▶ **REQUEST**
Render everything from the line containing "glove, it would be much appreciated." down to the line containing "M56 261L44 254L35" as a two-column CSV headed input and output, with one row per entry. Put the entry's text under input and its answer under output, each as a single quoted field with line breaks replaced by spaces.

▶ **INFORMATION PROVIDED**

################

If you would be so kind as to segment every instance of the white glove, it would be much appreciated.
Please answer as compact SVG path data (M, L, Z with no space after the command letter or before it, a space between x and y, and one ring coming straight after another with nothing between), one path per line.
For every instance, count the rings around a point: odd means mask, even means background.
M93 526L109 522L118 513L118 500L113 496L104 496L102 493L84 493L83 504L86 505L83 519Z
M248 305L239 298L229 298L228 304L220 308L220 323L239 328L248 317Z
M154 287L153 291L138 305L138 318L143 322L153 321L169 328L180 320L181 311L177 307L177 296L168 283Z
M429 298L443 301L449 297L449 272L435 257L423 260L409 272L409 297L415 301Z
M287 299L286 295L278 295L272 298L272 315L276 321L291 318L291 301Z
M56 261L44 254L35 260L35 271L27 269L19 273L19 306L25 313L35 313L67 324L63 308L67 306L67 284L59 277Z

################

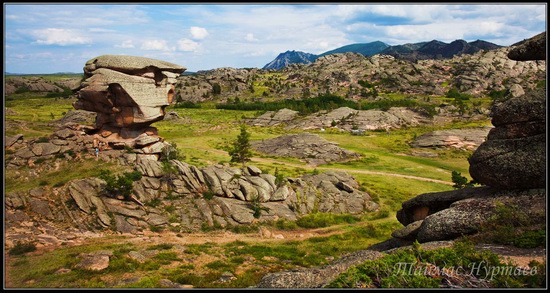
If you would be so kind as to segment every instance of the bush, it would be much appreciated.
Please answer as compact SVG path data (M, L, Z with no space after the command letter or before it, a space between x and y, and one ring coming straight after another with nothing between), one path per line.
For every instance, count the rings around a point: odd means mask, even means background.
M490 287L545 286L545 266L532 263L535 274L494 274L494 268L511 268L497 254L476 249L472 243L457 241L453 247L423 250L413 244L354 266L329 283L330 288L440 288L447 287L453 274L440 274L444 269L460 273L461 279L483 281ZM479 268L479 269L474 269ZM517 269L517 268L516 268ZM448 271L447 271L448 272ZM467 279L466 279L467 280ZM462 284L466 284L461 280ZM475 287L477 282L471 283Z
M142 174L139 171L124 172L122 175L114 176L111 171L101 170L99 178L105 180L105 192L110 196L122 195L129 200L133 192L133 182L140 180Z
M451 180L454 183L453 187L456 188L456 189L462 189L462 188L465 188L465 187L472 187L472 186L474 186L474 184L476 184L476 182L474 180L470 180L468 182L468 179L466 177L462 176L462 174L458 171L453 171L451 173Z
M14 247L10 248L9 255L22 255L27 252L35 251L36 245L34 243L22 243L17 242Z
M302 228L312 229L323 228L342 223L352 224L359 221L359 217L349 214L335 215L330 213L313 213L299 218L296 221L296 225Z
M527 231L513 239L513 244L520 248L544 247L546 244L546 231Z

################

▶ **TASK RESULT**
input,output
"If you would be so kind as to segment every instance of the white glove, it would be much appreciated. Please answer as compact SVG path data (M, L, Z with no space after the command letter or before it, a space between x and y, and one ring coming straight after another with nothing between), one path per line. For every instance, count the rings around a point: odd means mask, even means background.","M93 526L109 522L118 513L118 500L113 496L104 496L102 493L84 493L83 504L86 505L83 519Z M248 305L239 298L229 298L228 304L220 308L220 323L239 328L248 317Z M154 287L153 291L138 305L138 318L143 322L153 321L169 328L180 320L181 311L177 307L177 296L168 283Z M429 298L443 301L449 297L449 272L435 257L423 260L409 272L409 297L415 301Z M287 299L286 295L278 295L272 298L272 315L276 321L291 318L291 301Z M56 261L44 254L35 260L35 271L27 269L19 273L19 306L25 313L35 313L67 324L63 308L67 306L67 284L59 277Z"